#### [EXERCISES TO COMPLETE]
1. Please summarize the Meta earnings article in two sentences.
2. According to the Meta earnings article, how large is the stock buyback plan the company announced?
READING TEXT Start Marker
Meta (META) reported its Q4 2022 earnings today after the bell, and the Facebook parent beat key revenue expectations and growing losses on its metaverse operation. It also announced a $40 billion stock buyback plan.

Here’s what the key numbers looked like, as compared to analysts’ estimates compiled by Bloomberg.

Q4 Revenue – $32.17 billion actual versus $31.65 billion expected

Advertising Revenue – $31.25 billion actual versus $30.86 billion expected

Adjusted Earnings Per Share (EPS) – $1.76 actual versus $2.26 expected

Facebook Daily Active Users (DAUs) – 2 billion actual versus 1.98 billion expected

Family of Apps Daily Active Users (DAUs) – 2.96 billion actual versus 2.92 billion expected

Reality Labs Operating Loss – -$4.28 billion actual versus -$3.99 billion expected

The company’s stock bumped about 14% in after-hours trading.

Good headline numbers aside, there’s a lot to question about Meta’s results today, as its metaverse division Reality Labs clocked a larger-than-expected loss of -$4.28 billion, more than $200 million more than Wall Street expected.

Perhaps more than surpassing revenue expectations, Meta has successfully cut costs.
READING TEXT End Marker
RECORDS Start Marker
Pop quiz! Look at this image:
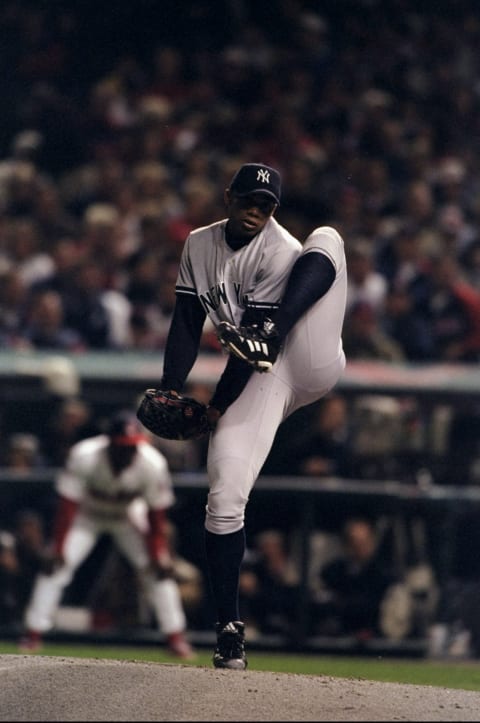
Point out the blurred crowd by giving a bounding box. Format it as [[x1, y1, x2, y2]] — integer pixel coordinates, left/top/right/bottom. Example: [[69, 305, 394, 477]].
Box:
[[0, 0, 480, 363]]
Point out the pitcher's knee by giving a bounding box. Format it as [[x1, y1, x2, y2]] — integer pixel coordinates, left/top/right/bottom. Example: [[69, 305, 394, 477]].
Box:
[[205, 492, 247, 535], [205, 506, 244, 535]]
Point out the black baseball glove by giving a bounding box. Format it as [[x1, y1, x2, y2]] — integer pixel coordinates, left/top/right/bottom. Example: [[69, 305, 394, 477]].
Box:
[[137, 389, 211, 439]]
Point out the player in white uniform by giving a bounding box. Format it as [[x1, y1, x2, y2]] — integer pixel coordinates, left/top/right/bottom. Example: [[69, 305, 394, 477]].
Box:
[[161, 164, 347, 669], [20, 411, 193, 659]]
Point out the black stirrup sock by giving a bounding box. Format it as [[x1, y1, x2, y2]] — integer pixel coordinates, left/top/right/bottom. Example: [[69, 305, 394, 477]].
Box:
[[205, 527, 245, 625]]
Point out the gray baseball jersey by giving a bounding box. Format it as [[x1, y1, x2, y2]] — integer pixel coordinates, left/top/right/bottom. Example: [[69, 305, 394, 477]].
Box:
[[176, 218, 302, 326], [25, 435, 186, 635], [205, 226, 347, 534]]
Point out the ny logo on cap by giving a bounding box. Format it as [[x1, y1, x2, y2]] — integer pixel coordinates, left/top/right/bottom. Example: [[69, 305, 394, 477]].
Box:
[[257, 168, 270, 183]]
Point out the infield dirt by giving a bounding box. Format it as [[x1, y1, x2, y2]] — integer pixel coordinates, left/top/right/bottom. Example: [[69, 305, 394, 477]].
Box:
[[0, 655, 480, 721]]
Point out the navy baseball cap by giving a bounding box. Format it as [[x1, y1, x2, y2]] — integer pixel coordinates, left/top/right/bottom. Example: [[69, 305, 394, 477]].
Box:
[[230, 163, 282, 204]]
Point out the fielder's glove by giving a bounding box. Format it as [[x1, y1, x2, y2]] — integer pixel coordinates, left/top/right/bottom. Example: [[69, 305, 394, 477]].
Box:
[[137, 389, 212, 439]]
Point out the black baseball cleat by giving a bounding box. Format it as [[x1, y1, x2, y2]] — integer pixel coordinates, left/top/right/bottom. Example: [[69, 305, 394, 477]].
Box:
[[217, 319, 280, 372], [213, 620, 247, 670]]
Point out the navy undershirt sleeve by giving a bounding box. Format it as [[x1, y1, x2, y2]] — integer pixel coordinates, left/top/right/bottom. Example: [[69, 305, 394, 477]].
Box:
[[160, 294, 206, 392]]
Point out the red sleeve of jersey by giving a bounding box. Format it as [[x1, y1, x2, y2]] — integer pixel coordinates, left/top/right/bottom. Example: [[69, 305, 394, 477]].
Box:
[[147, 510, 168, 562], [53, 496, 78, 555]]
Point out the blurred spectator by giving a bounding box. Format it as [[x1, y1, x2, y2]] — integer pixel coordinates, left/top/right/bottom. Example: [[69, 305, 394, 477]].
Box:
[[22, 289, 86, 352], [346, 238, 387, 314], [0, 267, 28, 348], [7, 216, 54, 287], [3, 432, 45, 472], [19, 410, 193, 658], [276, 393, 355, 477], [312, 517, 397, 640], [379, 284, 432, 362], [0, 530, 19, 625], [42, 396, 100, 467], [14, 509, 47, 623], [240, 529, 300, 636]]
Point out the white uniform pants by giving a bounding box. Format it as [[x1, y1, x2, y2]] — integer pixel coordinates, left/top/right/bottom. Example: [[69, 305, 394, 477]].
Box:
[[205, 354, 345, 535], [25, 514, 186, 635]]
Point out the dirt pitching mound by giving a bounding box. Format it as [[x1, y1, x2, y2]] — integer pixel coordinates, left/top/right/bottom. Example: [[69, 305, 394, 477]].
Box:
[[0, 655, 480, 721]]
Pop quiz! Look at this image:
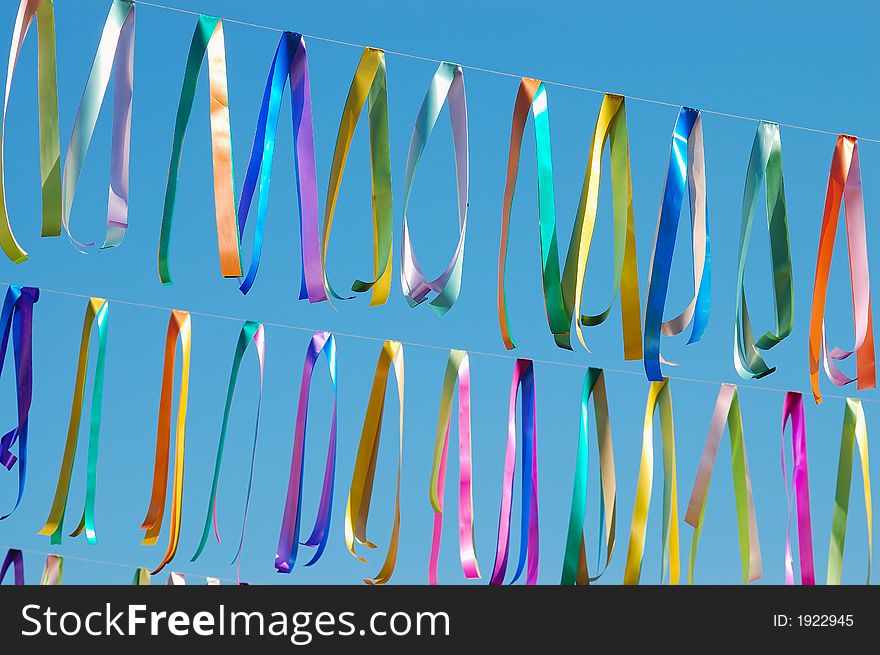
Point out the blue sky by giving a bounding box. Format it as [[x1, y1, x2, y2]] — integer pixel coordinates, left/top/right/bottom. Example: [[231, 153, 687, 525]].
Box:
[[0, 0, 880, 584]]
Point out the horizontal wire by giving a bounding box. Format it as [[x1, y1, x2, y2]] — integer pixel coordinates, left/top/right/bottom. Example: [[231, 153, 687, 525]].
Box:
[[132, 0, 880, 143]]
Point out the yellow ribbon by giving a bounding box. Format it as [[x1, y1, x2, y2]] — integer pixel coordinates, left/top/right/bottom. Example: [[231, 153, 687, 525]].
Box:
[[345, 341, 403, 585]]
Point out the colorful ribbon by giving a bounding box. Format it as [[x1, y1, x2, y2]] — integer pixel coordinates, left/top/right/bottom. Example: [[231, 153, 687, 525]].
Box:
[[141, 309, 192, 575], [400, 61, 470, 316], [782, 391, 816, 585], [0, 0, 61, 264], [58, 0, 136, 252], [684, 384, 761, 584], [623, 378, 680, 585], [190, 321, 266, 575], [0, 284, 40, 521], [810, 134, 876, 403], [345, 341, 404, 585], [428, 350, 480, 585], [275, 332, 336, 573], [238, 32, 327, 303], [645, 107, 712, 382], [159, 14, 241, 284], [321, 48, 392, 307], [561, 367, 617, 585], [39, 298, 110, 544], [733, 121, 794, 380], [827, 398, 874, 585], [490, 358, 540, 585]]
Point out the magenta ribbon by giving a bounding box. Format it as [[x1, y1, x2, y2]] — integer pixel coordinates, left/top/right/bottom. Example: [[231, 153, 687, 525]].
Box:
[[490, 358, 539, 585], [275, 332, 337, 573], [782, 391, 816, 585]]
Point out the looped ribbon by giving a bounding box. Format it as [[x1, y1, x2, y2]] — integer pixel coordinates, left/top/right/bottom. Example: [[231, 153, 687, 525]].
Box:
[[141, 309, 192, 575], [321, 48, 392, 307], [238, 32, 327, 303], [0, 548, 24, 586], [782, 391, 816, 585], [810, 134, 876, 403], [623, 378, 680, 585], [490, 358, 540, 585], [400, 61, 470, 316], [190, 321, 266, 576], [345, 340, 404, 585], [275, 332, 337, 573], [159, 14, 241, 284], [0, 284, 40, 521], [428, 350, 480, 585], [561, 367, 617, 585], [0, 0, 61, 264], [56, 0, 136, 252], [645, 107, 712, 382], [827, 398, 874, 585], [684, 384, 761, 584], [39, 297, 110, 544], [733, 121, 794, 380]]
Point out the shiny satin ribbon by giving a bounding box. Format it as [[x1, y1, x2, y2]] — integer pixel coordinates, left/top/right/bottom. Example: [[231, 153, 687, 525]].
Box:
[[400, 61, 470, 316], [428, 350, 480, 585], [159, 14, 241, 284], [0, 284, 40, 521], [190, 321, 266, 575], [645, 107, 712, 382], [684, 384, 761, 584], [733, 121, 794, 380], [345, 341, 404, 585], [623, 378, 680, 585], [490, 358, 540, 585], [782, 391, 816, 585], [238, 32, 327, 303], [561, 367, 617, 585], [321, 48, 392, 307], [0, 548, 24, 586], [40, 555, 64, 586], [810, 134, 876, 403], [827, 398, 874, 585], [57, 0, 135, 252], [275, 332, 336, 573], [141, 309, 192, 575], [0, 0, 61, 264], [39, 297, 110, 544]]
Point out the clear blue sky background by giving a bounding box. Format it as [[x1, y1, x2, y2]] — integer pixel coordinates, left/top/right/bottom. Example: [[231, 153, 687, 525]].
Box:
[[0, 0, 880, 584]]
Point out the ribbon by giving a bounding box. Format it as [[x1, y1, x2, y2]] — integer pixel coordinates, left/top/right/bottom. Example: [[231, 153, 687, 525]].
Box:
[[0, 548, 24, 586], [561, 367, 617, 585], [428, 350, 480, 585], [321, 48, 392, 307], [275, 332, 336, 573], [645, 107, 712, 382], [238, 32, 327, 303], [345, 340, 404, 585], [39, 297, 110, 545], [623, 378, 679, 585], [0, 0, 61, 264], [400, 61, 469, 316], [810, 134, 876, 403], [190, 321, 266, 575], [56, 0, 135, 252], [782, 391, 816, 585], [684, 384, 761, 584], [733, 121, 794, 380], [159, 14, 241, 284], [491, 358, 540, 585], [141, 309, 192, 575], [827, 398, 874, 585], [0, 284, 40, 521]]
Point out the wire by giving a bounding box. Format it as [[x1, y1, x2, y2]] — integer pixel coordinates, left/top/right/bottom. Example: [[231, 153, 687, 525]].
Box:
[[132, 0, 880, 143]]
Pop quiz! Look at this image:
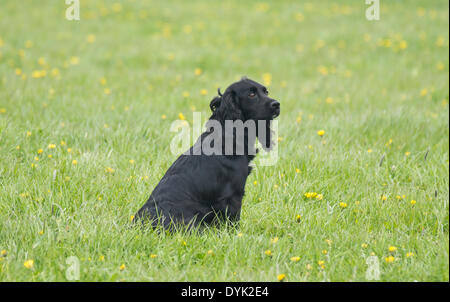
RECORDS End Marker
#### [YOUR WRITTEN ANSWERS]
1. Meta's Q4 2022 revenue, advertising revenue and daily active users all came in above analysts' estimates, but adjusted earnings per share of $1.76 fell short of the expected $2.26, and Reality Labs posted a larger-than-expected operating loss of $4.28 billion. The company also announced a $40 billion stock buyback plan, its stock rose about 14% in after-hours trading, and it has successfully cut costs.

2. $40 billion.